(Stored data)

════════════════════

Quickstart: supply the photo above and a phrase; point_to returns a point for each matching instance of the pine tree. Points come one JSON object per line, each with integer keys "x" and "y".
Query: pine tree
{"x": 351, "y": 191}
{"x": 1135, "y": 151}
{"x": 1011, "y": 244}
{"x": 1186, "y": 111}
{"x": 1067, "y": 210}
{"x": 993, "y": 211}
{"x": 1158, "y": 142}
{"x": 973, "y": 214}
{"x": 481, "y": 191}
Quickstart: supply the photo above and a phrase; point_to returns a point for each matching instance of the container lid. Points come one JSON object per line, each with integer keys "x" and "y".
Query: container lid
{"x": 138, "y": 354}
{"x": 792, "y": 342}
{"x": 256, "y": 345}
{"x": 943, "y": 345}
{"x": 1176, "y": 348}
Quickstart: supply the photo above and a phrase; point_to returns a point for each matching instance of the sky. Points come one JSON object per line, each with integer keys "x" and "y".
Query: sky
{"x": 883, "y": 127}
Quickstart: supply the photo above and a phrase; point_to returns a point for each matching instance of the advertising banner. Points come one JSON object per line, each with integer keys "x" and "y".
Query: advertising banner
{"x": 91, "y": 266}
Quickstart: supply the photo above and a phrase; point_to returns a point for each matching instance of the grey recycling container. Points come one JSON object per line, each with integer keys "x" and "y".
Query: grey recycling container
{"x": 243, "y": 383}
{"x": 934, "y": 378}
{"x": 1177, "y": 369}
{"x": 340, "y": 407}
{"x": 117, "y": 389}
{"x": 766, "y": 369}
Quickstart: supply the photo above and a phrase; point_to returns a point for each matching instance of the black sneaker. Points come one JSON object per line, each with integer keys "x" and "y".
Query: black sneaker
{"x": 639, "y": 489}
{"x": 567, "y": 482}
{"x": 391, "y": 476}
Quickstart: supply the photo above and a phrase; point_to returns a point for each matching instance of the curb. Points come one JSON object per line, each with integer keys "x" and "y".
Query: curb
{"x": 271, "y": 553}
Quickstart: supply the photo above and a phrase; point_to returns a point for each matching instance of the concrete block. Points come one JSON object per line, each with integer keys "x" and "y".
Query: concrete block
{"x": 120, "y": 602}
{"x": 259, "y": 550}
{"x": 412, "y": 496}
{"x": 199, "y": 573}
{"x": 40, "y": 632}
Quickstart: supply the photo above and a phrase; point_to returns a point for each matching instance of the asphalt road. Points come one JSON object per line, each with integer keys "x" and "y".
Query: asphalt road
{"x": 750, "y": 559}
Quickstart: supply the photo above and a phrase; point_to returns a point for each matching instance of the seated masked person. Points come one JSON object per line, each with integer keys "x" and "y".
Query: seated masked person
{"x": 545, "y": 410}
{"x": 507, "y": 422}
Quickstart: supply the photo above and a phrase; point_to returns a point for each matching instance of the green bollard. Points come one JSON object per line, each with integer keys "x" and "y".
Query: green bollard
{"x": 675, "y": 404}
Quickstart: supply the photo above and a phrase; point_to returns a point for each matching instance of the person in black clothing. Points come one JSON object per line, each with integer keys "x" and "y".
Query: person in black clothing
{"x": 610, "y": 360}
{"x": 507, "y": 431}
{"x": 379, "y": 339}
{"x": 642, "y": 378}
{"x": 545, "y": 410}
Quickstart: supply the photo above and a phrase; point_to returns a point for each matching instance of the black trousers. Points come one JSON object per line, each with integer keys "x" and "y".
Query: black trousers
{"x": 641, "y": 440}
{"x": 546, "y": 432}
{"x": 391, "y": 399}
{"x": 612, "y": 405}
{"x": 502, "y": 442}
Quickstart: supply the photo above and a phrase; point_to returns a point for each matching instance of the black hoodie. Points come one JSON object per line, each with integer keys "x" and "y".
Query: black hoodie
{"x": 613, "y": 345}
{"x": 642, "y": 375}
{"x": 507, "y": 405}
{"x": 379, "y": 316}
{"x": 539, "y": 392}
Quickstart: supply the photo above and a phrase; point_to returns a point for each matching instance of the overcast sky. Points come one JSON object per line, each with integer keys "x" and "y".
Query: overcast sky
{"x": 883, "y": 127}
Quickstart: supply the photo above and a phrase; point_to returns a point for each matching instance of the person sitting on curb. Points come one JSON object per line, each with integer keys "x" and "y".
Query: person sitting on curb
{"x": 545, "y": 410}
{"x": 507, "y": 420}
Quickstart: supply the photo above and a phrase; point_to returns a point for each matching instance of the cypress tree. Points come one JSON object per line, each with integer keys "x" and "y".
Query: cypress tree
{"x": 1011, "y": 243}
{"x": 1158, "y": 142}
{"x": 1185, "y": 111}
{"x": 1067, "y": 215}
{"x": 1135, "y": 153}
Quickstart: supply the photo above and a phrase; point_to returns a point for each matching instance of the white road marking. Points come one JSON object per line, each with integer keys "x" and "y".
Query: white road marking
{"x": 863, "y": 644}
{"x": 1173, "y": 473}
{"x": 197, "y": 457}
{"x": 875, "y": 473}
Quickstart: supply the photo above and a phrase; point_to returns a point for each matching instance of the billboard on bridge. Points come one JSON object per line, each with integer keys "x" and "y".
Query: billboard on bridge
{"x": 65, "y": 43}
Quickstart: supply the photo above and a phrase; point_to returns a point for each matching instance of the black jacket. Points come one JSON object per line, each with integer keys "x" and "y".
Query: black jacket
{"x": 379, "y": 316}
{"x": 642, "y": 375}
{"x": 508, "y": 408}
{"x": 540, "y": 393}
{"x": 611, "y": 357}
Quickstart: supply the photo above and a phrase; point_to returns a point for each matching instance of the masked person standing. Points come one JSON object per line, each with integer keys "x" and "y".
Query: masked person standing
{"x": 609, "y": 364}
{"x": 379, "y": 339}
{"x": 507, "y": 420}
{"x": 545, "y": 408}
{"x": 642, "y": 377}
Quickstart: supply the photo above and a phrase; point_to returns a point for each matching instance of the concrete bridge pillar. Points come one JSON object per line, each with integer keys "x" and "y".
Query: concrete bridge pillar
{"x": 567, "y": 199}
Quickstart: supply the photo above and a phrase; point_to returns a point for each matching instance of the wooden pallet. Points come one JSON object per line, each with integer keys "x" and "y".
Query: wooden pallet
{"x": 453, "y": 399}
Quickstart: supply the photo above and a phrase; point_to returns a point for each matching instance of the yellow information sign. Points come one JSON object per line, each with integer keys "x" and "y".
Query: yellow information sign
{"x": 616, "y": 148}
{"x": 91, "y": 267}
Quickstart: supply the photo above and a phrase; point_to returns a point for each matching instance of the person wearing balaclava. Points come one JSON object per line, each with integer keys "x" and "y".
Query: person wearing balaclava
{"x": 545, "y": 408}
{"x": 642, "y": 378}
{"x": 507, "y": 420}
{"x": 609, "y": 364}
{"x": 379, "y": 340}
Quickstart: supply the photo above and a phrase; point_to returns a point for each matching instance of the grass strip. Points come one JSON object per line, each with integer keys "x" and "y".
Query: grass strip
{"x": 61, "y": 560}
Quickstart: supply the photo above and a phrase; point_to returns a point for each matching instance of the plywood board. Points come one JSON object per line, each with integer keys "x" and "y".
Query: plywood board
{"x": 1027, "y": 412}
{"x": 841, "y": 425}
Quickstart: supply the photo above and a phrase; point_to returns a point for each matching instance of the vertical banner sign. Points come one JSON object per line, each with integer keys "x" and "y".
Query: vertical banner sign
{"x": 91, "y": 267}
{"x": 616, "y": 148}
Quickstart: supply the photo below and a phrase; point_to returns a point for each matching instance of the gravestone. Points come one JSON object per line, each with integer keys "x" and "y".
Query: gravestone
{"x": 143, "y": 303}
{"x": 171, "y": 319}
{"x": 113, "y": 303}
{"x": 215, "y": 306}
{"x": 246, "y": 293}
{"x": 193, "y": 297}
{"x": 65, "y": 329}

════════════════════

### Brief
This exercise needs each record retyped exactly as shown.

### Output for this task
Quickstart: supply the photo above and a phrase; point_to returns a point for each matching instance of the pine tree. Points come one JSON object per line, each with integer keys "x" and "y".
Query: pine tree
{"x": 351, "y": 191}
{"x": 1135, "y": 151}
{"x": 1011, "y": 244}
{"x": 1186, "y": 111}
{"x": 1067, "y": 210}
{"x": 993, "y": 211}
{"x": 1158, "y": 142}
{"x": 973, "y": 214}
{"x": 481, "y": 191}
Quickstart: supply the photo above and a phrase; point_to returns a point for each matching instance of the container lid. Points come one JSON object per line, each with integer keys "x" and "y".
Query: container lid
{"x": 138, "y": 354}
{"x": 792, "y": 342}
{"x": 256, "y": 345}
{"x": 943, "y": 345}
{"x": 1176, "y": 348}
Quickstart: supply the photo above and a phrase; point_to returns a point for each matching instance of the sky. Points come one JSON object per line, each with integer keys "x" and "y".
Query: sky
{"x": 883, "y": 127}
Quickstart: supply the photo above and a phrase; point_to returns a point for each matching instance of the advertising banner. Points come one JSON object per line, each with integer keys "x" and "y".
Query: advertising banner
{"x": 91, "y": 266}
Quickstart: supply the photo above and a phrase; point_to returns a point for each matching instance of the grey recycling container. Points come one JSON object per line, each with integer keys "x" and "y".
Query: grey recycling container
{"x": 243, "y": 383}
{"x": 934, "y": 378}
{"x": 1177, "y": 369}
{"x": 340, "y": 407}
{"x": 117, "y": 389}
{"x": 766, "y": 369}
Quickstart: supply the photo above and a phrase; point_to returns a point for each matching instance of the black sneaker. Points come one JSON object per line, each with integer keys "x" and "y".
Query: black sneaker
{"x": 639, "y": 489}
{"x": 567, "y": 482}
{"x": 391, "y": 476}
Quickstart: supply the photo above and a phrase; point_to returns a point for each matching instance of the curb. Points come one JSON object per line, each with integer keys "x" and "y".
Query: curb
{"x": 271, "y": 553}
Quickstart: supply the photo above and a phrase; point_to returns a point for each matching instance of the concrete block. Points come one JSON object per line, each with integer keys "x" and "y".
Query: concrete block
{"x": 120, "y": 602}
{"x": 259, "y": 550}
{"x": 412, "y": 496}
{"x": 199, "y": 573}
{"x": 40, "y": 632}
Quickstart: supply the photo above and a phrase; point_to returns a point for each matching instance of the asphalt road. Points come one JSON object per line, each with integer keys "x" and "y".
Query: asphalt road
{"x": 750, "y": 559}
Quickstart: supply the photo above and a phrase; point_to returns a point for each matching instance of the seated masked person. Points come one JSON object per line, each with integer keys "x" and "y".
Query: seated masked person
{"x": 545, "y": 410}
{"x": 507, "y": 422}
Quickstart: supply the photo above and a phrase; point_to returns a point for each matching instance of the green bollard. Points come one JSON object per line, each with integer keys "x" and "y".
Query: green bollard
{"x": 675, "y": 404}
Quickstart: supply the photo above and a phrase; point_to returns a point for each matching instance of the person in black clothing. Points come one JSON object per line, each with integer keys "x" and "y".
Query: person in black clothing
{"x": 610, "y": 360}
{"x": 507, "y": 431}
{"x": 379, "y": 339}
{"x": 642, "y": 378}
{"x": 545, "y": 410}
Quickstart: supply the photo above and a phrase; point_to returns a point for each matching instance of the black trousers. Points come one JSON object per line, each with integer keys "x" and "y".
Query: black trousers
{"x": 641, "y": 440}
{"x": 546, "y": 432}
{"x": 391, "y": 399}
{"x": 612, "y": 405}
{"x": 502, "y": 442}
Quickstart: supply the photo above and a phrase; point_to returns a point for each matching instance of the black hoodie. Points come one JSON object per line, each with integer keys "x" and "y".
Query: black hoodie
{"x": 613, "y": 345}
{"x": 642, "y": 375}
{"x": 507, "y": 405}
{"x": 379, "y": 316}
{"x": 539, "y": 392}
Quickstart: supply the photo above and a phrase; point_to returns a point for each matching instance of the overcast sky. Points come one JSON object per line, each with integer keys "x" and "y".
Query: overcast sky
{"x": 883, "y": 127}
Quickstart: supply the photo above and a phrase; point_to returns a point for each matching instance of the person sitting on curb. Points come one JSON object per line, each with integer keys "x" and "y".
Query: person sitting on curb
{"x": 545, "y": 410}
{"x": 507, "y": 420}
Quickstart: supply the photo above and a phrase; point_to returns a point for each matching instance of the cypress tree. Points come one JSON object per line, each with integer keys "x" and "y".
Query: cypress tree
{"x": 1011, "y": 243}
{"x": 1158, "y": 142}
{"x": 1185, "y": 111}
{"x": 1067, "y": 215}
{"x": 1135, "y": 153}
Quickstart: supply the photo above and a phrase; point_to returns a point for each matching instance of the white road marking. Points come one JSON object per line, each with integer keys "x" and "y".
Query: white road marking
{"x": 863, "y": 644}
{"x": 1173, "y": 473}
{"x": 197, "y": 457}
{"x": 875, "y": 473}
Quickstart: supply the photo above and a phrase; point_to returns a point for each matching instance of the billboard on bridge. Points come one JSON object per line, each with integer keys "x" and "y".
Query: billboard on bridge
{"x": 65, "y": 43}
Quickstart: supply the photo above and a phrase; point_to returns a point for each matching instance of the black jacket. Points come one JSON object per line, each with integer keys "x" and "y".
Query: black jacket
{"x": 379, "y": 316}
{"x": 642, "y": 375}
{"x": 508, "y": 408}
{"x": 540, "y": 393}
{"x": 611, "y": 357}
Quickstart: supply the photo above and a phrase; point_to returns a point for each matching instance of the masked person standing. Points come one JSON object per line, each with integer keys "x" and "y".
Query: masked person standing
{"x": 609, "y": 364}
{"x": 379, "y": 339}
{"x": 507, "y": 420}
{"x": 545, "y": 408}
{"x": 642, "y": 377}
Quickstart: supply the photo above and a phrase; point_to returns a point for each matching instance of the concrete bridge pillar. Points come one JSON object per line, each with integer keys "x" and "y".
Query: concrete bridge pillar
{"x": 567, "y": 199}
Quickstart: supply the photo above and a phrase; point_to returns a point for each matching instance of the wooden pallet. Points come one JSON object per line, each with integer keys "x" and "y".
Query: wooden pallet
{"x": 453, "y": 399}
Quickstart: supply the photo above and a phrase; point_to returns a point for each matching instance of the yellow information sign. Points come one JSON object per line, each with integer keys "x" and "y".
Query: yellow information sign
{"x": 616, "y": 148}
{"x": 91, "y": 267}
Quickstart: supply the photo above and a phrase; point_to returns a point for each matching instance of the person wearing balaclava. Points come one JSON object per line, each with integer keys "x" and "y".
Query: person wearing balaclava
{"x": 545, "y": 408}
{"x": 642, "y": 378}
{"x": 507, "y": 420}
{"x": 609, "y": 364}
{"x": 379, "y": 340}
Quickstart: supply the photo above and a phrase; point_to returns a point for each matching instance of the grass strip. Points come one JSON object per line, each with integer keys "x" and "y".
Query: grass strip
{"x": 61, "y": 560}
Quickstart: supply the photo above and a phrase; point_to returns a point for each matching instance of the plywood board. Points come one JSON object per line, each with integer keys "x" and "y".
Query: plywood board
{"x": 1027, "y": 412}
{"x": 841, "y": 425}
Quickstart: supply the photo above and a phrase; point_to returns a point for each matching instance of the vertical banner sign. Points come one JSON object per line, each with integer keys "x" and "y".
Query: vertical banner sign
{"x": 91, "y": 267}
{"x": 616, "y": 148}
Quickstart: supply the photo below and a phrase; point_to returns a point for each matching instance of the gravestone. Points come one JSON object per line, each with integer keys "x" and "y".
Query: gravestone
{"x": 143, "y": 303}
{"x": 171, "y": 319}
{"x": 113, "y": 303}
{"x": 215, "y": 306}
{"x": 246, "y": 293}
{"x": 193, "y": 297}
{"x": 65, "y": 329}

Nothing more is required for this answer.